## Given instruction
Locate each line in the entries below that contains the word "doorway" and copy it in full.

## Records shown
[BEGIN]

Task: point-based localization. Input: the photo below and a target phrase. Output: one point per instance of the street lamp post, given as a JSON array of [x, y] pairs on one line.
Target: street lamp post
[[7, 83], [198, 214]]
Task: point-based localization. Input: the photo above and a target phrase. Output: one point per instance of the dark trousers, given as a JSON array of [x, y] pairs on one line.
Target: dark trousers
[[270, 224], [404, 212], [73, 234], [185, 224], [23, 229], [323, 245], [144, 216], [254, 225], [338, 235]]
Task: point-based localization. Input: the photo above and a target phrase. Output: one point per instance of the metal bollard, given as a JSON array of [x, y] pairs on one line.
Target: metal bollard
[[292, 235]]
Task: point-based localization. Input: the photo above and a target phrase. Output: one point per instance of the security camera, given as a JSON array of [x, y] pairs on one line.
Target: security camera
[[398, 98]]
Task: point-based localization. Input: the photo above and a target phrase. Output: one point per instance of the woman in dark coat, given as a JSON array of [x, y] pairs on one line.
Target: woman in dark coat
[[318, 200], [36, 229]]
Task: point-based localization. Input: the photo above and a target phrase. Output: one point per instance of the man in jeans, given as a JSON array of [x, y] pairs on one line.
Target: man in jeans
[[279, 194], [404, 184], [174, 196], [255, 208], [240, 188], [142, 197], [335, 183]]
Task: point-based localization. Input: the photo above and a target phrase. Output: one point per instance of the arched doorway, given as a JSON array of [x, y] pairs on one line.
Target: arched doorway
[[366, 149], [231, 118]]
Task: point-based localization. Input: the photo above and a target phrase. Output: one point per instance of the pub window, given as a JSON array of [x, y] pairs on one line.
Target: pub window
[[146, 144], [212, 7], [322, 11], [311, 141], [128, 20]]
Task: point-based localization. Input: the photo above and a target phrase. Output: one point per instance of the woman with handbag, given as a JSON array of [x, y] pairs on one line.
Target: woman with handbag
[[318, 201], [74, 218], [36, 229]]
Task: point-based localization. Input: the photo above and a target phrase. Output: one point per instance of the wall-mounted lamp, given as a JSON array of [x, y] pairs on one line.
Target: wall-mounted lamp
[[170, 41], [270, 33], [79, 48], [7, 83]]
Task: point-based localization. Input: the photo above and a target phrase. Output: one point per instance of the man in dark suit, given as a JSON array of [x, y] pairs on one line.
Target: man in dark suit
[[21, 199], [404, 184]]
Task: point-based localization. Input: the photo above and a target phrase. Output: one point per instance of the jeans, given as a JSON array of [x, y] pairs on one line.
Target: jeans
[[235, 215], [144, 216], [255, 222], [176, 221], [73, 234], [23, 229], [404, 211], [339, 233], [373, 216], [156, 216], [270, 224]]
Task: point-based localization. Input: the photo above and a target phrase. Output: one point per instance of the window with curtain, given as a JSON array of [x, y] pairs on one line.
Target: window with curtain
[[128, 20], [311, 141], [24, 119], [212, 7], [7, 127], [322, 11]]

[END]
[BEGIN]

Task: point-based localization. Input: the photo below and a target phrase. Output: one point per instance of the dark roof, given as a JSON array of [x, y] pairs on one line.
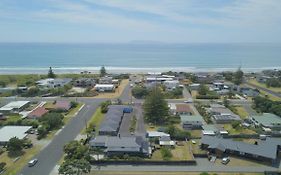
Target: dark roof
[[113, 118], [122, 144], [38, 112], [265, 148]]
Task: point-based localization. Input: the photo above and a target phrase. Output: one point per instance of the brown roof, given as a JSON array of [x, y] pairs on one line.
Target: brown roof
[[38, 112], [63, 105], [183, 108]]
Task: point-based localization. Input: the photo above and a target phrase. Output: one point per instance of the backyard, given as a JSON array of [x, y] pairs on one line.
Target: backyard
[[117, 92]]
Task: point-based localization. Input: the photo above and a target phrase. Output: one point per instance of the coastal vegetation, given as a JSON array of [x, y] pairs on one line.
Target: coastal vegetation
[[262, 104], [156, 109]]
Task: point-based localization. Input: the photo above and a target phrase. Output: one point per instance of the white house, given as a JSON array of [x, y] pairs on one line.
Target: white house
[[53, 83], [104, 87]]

[END]

## Task output
Task: point-based localization. Input: the photo above and a target phrase. Output: one point per instance of the arched doorway, given as a JSON array of [x, y] pairs on one line.
Target: arched doorway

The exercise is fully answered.